** Document extract **
◆ ◆ ◆ ◆

Hyperbolicity

The speakers for the seventh session, Hyperbolicity, are:

  • Benoît Cadorel (Institut Elie Cartan de Lorraine, Nancy): “Introduction to complex hyperbolicity

Abstract: In a broad sense, complex hyperbolicity aims at understanding the geometry of entire curves in a given complex manifold. We say roughly that a complex manifold is “complex hyperbolic” if it does not contain any such entire curves. The study of this notion has attracted the interest of many complex geometers during the last century (among many others, we can mention Picard, Bloch, H. Cartan…). Nowadays, it continues to be a very active field of research, and the last few years have lead to quite spectacular developments. In particular, a lot of work has been devoted to the Green-Griffiths-Lang conjecture, which would relate the notion of complex hyperbolicity to more algebro-geometric or arithmetic properties of complex manifolds.

In this lecture, we will start by introducing the basic notions of complex hyperbolicity: we will see that there are several non-equivalent ways of quantifying the absence of entire curves. An important result we will prove is that they all amount to the same in the compact case. We will then state the Green-Griffiths-Lang conjecture, and describe some of the tools that were introduced to approach it: our presentation will mainly revolve around metric methods and jet differential techniques. All along the way, we will present several illustrating examples, as well as recent important applications of the techniques we will discuss.

◆ ◆ ◆ ◆

** Work instructions **
1. Answer these questions from the hyperbolicity session text:
(a) With which institution is Benoît Cadorel listed?
(b) According to the abstract, what would the Green-Griffiths-Lang conjecture relate complex hyperbolicity to?
(c) Around which methods will the presentation mainly revolve?
2. Write the next part of the hyperbolicity session text, picking up after its final sentence.
The material after this point has no connection to the hyperbolicity session text.

** Data provided **
◆ ◆ ◆ ◆

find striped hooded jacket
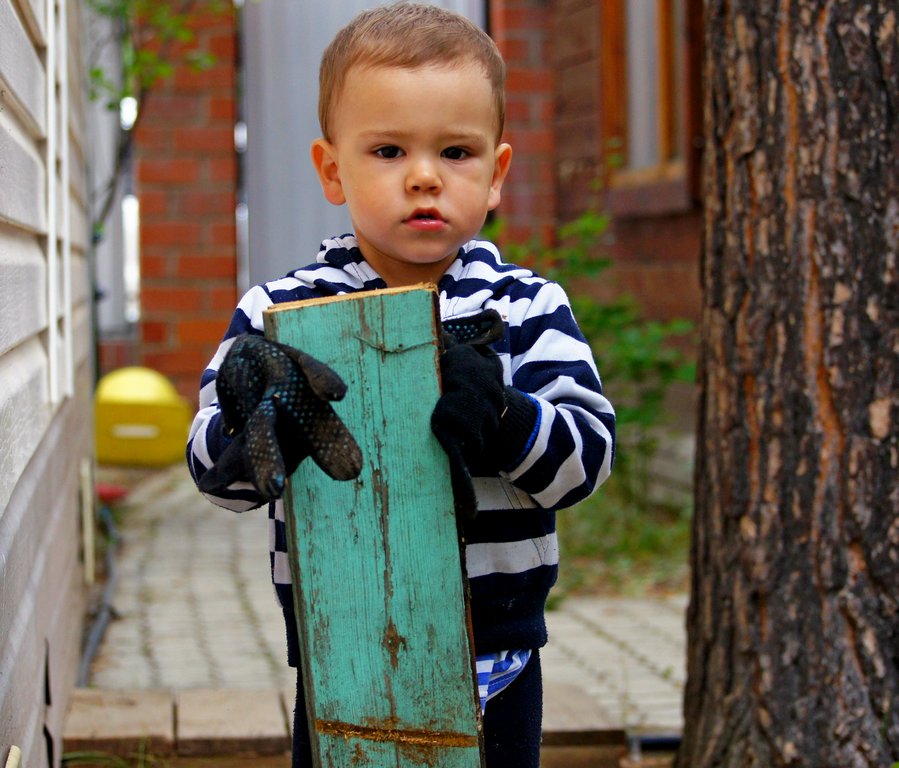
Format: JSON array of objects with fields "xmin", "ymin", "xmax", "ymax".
[{"xmin": 187, "ymin": 235, "xmax": 615, "ymax": 655}]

◆ ◆ ◆ ◆

** Answer set **
1.
(a) Institut Elie Cartan de Lorraine, Nancy.
(b) More algebro-geometric or arithmetic properties of complex manifolds.
(c) Metric methods and jet differential techniques.

2.
  • Lionel Darondeau (Institut Montpelliérain Alexander Grothendieck, Montpellier):  “Around the Green–Griffiths–Lang Conjecture

Abstract: The Green–Griffiths–Lang Conjecture relates some transcendental and algebraic properties of complex projective varieties. In particular, such a variety X should be complex hyperbolic if and only if all its subvarieties are of general type. Campana has introduced a notion of special type that allows to give a clear conjectural picture of the situation. The conjecture is widely open in higher dimensions.

In the special case where X is a smooth projective hypersurface, there is deep connections  between this conjecture and a famous conjecture of Kobayashi, assertingthat if X is generic of large degree, it should be hyperbolic (the optimal degree should be linear in the dimension). This conjecture has recently been established by Brotbek for very high degrees. We will (quickly) review some other important results of the literature supporting the conjectures.

1) GGL => Kobayashi for very generic hypersurfaces (Clemens, Ein, Voisin, Pacienza)

2) general type <=> existence of differential equations satisfied by all entire curves (Demailly, Campana–Paun)

3) GGL for generic projective hypersurfaces of high degrees (Diverio–Merker–Rousseau)

4) GGL for generic projective hypersurfaces via jets => Kobayashi for very generic hypersurfaces (Riedl–Yang)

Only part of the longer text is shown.